(Pointing dataset excerpts)
........

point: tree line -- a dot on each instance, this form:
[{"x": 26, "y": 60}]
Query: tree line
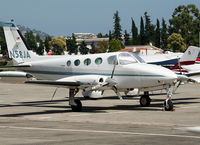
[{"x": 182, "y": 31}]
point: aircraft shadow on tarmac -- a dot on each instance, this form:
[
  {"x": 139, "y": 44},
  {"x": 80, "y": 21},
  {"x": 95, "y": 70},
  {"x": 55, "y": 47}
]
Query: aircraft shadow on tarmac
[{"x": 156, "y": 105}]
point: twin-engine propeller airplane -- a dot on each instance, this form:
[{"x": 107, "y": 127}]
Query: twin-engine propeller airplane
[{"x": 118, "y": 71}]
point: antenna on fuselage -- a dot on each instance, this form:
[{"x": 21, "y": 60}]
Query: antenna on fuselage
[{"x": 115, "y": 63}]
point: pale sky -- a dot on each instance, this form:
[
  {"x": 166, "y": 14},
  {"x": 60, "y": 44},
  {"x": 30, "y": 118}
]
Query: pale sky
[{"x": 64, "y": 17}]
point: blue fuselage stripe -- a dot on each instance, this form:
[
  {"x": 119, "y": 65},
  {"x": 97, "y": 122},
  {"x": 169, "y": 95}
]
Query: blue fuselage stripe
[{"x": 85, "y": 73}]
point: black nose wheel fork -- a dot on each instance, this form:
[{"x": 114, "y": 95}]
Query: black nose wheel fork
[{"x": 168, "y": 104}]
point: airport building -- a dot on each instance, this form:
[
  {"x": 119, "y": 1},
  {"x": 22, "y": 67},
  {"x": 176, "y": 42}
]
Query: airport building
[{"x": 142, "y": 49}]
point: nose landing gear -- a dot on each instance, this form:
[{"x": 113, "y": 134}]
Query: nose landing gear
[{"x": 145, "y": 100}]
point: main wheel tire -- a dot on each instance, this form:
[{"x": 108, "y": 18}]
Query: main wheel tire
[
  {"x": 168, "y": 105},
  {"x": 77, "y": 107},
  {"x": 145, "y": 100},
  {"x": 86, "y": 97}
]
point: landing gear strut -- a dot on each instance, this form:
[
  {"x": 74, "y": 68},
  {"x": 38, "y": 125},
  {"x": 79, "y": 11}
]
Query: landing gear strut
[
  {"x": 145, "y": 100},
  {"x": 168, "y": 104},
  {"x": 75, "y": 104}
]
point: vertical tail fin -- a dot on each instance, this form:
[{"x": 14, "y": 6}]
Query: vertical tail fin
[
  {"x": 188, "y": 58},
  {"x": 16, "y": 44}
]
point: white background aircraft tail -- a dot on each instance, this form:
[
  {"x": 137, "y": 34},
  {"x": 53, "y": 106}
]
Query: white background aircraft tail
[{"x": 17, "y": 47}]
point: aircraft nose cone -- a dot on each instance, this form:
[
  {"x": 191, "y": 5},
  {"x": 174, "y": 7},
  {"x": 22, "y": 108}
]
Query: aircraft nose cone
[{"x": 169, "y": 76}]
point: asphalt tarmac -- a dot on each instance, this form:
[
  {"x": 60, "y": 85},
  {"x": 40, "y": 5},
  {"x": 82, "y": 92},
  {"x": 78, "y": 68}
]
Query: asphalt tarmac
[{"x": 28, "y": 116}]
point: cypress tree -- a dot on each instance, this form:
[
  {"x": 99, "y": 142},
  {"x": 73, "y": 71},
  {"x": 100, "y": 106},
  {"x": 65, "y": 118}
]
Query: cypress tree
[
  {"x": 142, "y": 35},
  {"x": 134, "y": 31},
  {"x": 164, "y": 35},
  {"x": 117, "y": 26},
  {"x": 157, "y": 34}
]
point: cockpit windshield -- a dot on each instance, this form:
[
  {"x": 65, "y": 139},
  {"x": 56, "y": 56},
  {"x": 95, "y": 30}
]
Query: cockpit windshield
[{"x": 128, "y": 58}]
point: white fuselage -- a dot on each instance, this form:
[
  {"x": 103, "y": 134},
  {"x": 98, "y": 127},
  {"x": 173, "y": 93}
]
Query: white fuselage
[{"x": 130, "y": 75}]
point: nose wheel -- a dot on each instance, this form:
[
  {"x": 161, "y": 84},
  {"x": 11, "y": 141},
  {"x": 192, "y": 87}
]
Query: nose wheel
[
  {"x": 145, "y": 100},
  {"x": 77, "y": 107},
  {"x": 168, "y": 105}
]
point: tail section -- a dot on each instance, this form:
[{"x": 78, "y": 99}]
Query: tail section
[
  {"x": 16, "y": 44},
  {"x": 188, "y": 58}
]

........

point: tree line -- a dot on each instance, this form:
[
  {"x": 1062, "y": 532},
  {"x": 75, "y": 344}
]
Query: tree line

........

Extract every line of the data above that contains the string "cone". Treat uppercase and lowercase as different, so only exact-case matches count.

point: aircraft nose cone -- a dot on each instance, this form:
Query: aircraft nose cone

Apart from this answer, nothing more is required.